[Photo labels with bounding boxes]
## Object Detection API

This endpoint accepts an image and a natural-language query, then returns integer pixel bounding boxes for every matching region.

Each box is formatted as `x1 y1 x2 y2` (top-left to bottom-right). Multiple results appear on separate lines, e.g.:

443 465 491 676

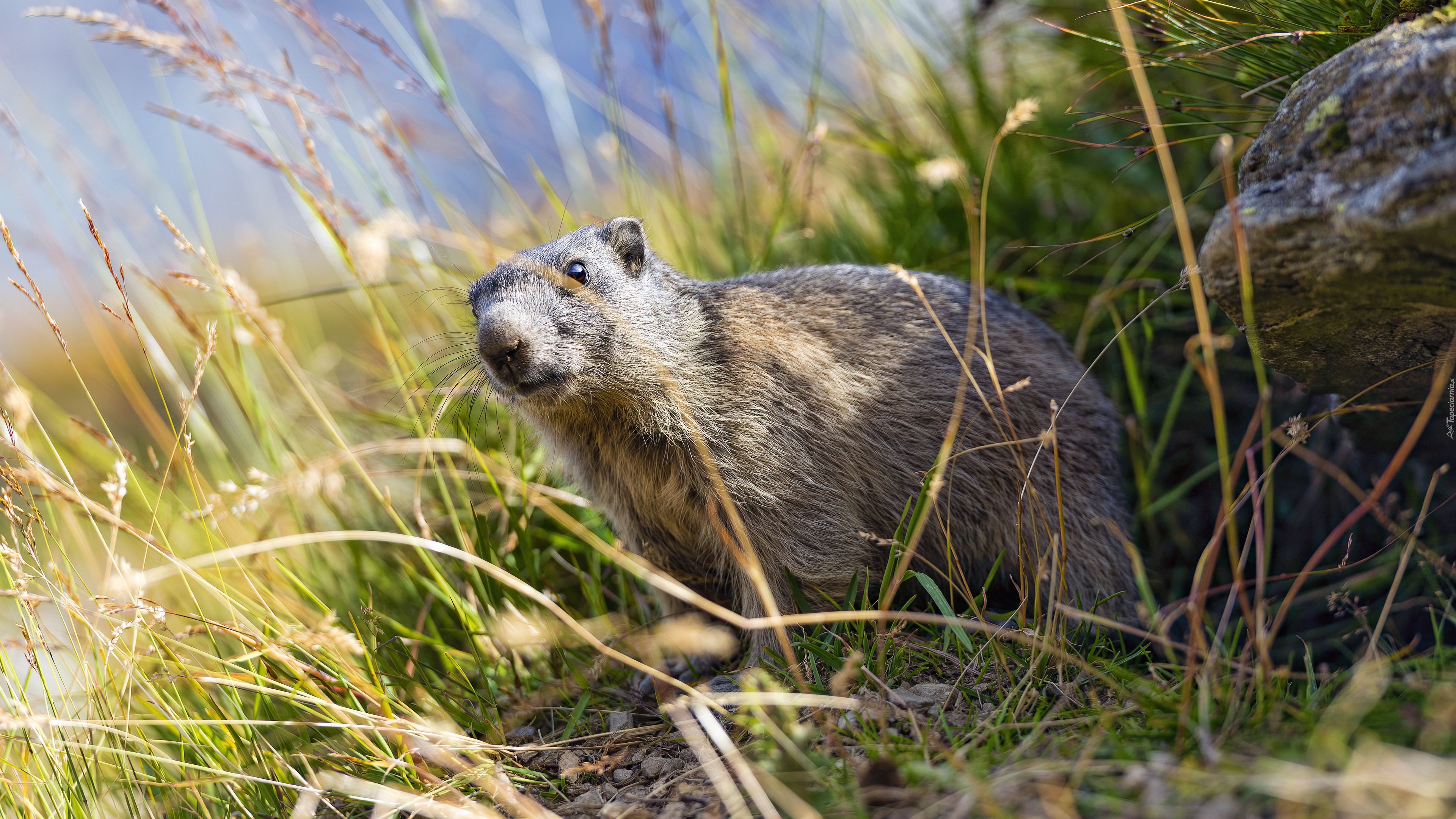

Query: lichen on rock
1198 7 1456 396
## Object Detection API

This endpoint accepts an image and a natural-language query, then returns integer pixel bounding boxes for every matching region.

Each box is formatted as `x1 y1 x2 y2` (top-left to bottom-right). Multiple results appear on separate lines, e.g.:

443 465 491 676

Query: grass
0 0 1456 819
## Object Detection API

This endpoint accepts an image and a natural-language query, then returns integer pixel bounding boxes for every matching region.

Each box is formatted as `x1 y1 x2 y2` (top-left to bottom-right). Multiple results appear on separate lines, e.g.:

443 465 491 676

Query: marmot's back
472 219 1133 632
690 265 1127 605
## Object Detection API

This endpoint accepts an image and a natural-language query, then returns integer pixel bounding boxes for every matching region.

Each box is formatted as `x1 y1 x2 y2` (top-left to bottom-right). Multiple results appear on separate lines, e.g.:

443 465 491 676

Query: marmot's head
470 217 680 410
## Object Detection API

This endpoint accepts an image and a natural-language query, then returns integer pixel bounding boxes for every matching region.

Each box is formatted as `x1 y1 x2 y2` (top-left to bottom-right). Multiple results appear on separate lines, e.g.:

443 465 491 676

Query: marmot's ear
606 216 648 274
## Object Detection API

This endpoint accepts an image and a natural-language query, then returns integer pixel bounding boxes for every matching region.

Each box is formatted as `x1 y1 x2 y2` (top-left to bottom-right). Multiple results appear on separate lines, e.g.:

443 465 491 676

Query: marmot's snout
476 306 552 394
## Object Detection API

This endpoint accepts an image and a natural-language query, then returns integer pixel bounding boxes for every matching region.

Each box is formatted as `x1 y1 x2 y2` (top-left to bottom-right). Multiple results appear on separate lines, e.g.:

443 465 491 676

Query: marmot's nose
478 322 529 383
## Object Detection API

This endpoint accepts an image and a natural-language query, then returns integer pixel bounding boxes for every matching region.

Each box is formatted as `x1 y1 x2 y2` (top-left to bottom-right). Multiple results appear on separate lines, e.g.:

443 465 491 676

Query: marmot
469 217 1134 632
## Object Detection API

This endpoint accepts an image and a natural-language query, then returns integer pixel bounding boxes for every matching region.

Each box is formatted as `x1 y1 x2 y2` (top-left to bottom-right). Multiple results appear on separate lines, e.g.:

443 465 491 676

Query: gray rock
597 802 652 819
1198 12 1456 398
888 688 938 710
505 726 536 745
910 682 955 704
556 750 581 783
607 711 632 731
638 756 667 778
1192 793 1239 819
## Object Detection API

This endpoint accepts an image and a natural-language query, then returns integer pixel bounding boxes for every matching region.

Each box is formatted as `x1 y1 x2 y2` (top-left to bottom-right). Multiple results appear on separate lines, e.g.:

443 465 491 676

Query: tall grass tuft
0 0 1456 819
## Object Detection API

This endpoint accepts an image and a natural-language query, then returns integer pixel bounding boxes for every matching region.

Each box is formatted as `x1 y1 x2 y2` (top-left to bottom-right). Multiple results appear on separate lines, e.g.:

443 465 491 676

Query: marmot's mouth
505 373 566 398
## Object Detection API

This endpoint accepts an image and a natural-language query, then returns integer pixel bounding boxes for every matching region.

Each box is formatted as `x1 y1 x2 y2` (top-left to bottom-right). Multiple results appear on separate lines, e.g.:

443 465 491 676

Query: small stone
890 688 936 710
910 682 955 703
556 750 581 783
505 726 536 745
607 711 632 733
597 802 652 819
639 756 667 778
1192 793 1239 819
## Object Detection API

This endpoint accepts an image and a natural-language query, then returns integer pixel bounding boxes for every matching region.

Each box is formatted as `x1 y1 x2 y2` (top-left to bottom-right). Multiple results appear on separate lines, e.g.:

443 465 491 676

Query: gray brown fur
470 219 1133 632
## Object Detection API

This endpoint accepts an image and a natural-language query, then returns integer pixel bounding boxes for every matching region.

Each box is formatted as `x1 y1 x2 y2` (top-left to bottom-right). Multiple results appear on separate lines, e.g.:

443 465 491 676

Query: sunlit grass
0 3 1456 819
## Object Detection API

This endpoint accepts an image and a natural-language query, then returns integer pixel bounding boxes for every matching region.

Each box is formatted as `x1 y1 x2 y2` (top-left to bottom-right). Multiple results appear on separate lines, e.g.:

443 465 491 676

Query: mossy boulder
1198 11 1456 398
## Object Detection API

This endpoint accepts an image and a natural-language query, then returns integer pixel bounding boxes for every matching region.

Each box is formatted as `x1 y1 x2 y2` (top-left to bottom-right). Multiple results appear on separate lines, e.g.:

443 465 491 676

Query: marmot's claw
632 657 722 700
708 673 742 693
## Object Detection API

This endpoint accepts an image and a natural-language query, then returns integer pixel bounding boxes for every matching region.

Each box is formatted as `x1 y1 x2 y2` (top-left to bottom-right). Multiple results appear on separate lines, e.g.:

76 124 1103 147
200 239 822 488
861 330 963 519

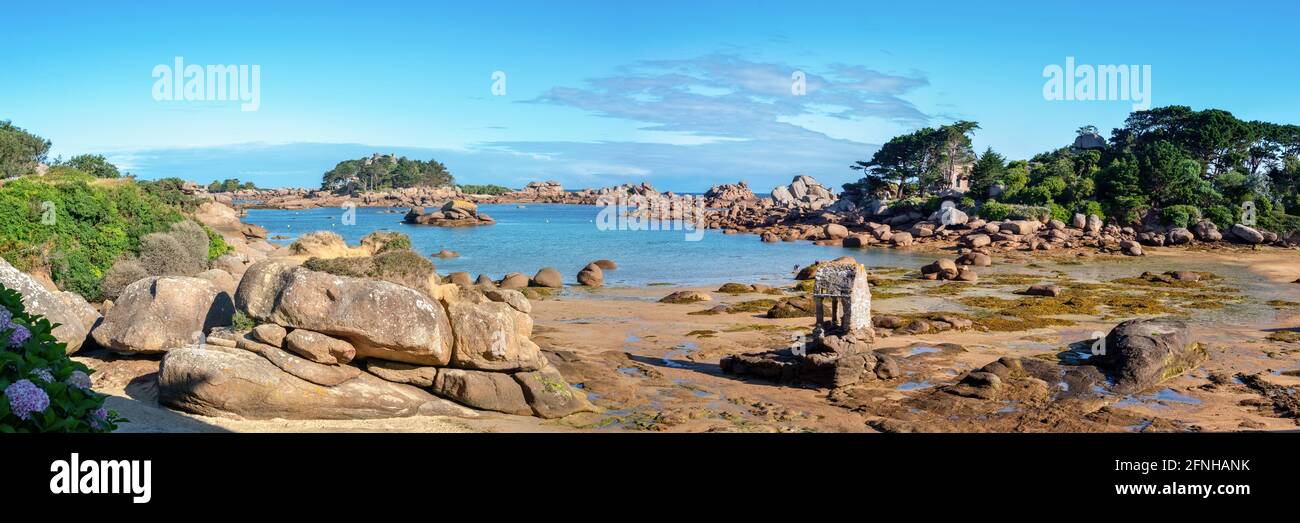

#### Exercise
Rewrite the items from their first line up to and including the line with "606 216 648 274", replacing "natural-language query" with "plain-text query" and leaving everything else unchanged. Omit the pictures.

#### Worked solution
## Object Detection API

This endpoint accepts an image and a plain-text query, then returns integer pixel bounding boxes for every matching region.

Each box is formatted as `x1 y1 x2 y2` (top-left to bottom-right). Multiple results appear on separate lines, e.g.:

443 465 491 676


Query: lichen on rock
1198 7 1456 396
## Object Detection API

This endpoint accepts an image and a plain-text query, then returns integer pixel bounding boxes for every matching region.

Each box is formatted as `x1 y1 x2 y2` (top-left to bottom-right). Multiple results appear on separate lines, e.g.:

443 465 491 676

Query: grass
0 0 1456 819
## Object Detection API

This endpoint accepts an image and a plain-text query, then returns integer pixel bounding boxes for every matching region.

Each box is formatted as `x1 y1 x2 y2` (top-left to bottom-right). Multiple results appear on separate lines, e.g.:

443 465 491 676

Query: marmot's back
472 219 1133 632
690 265 1127 605
## Object Detection API

This endpoint accepts an image and a plain-text query, then returns integer pixel bounding boxes for every matching region.

Each box is formatted as `x1 y1 x2 y2` (top-left to bottom-right). Multiple results appear on separate lines, e.g.:

443 465 491 676

Query: marmot's head
470 217 680 410
## Object Detection API

This endpoint accepts an image and a plain-text query, then returns integer pixel bounding boxes for every matching region.

Each box is formatted as `x1 y1 x2 y2` (top-left to bottom-right). Multiple results appear on separate lines, e.g.:

443 465 491 676

Query: marmot's ear
606 216 648 274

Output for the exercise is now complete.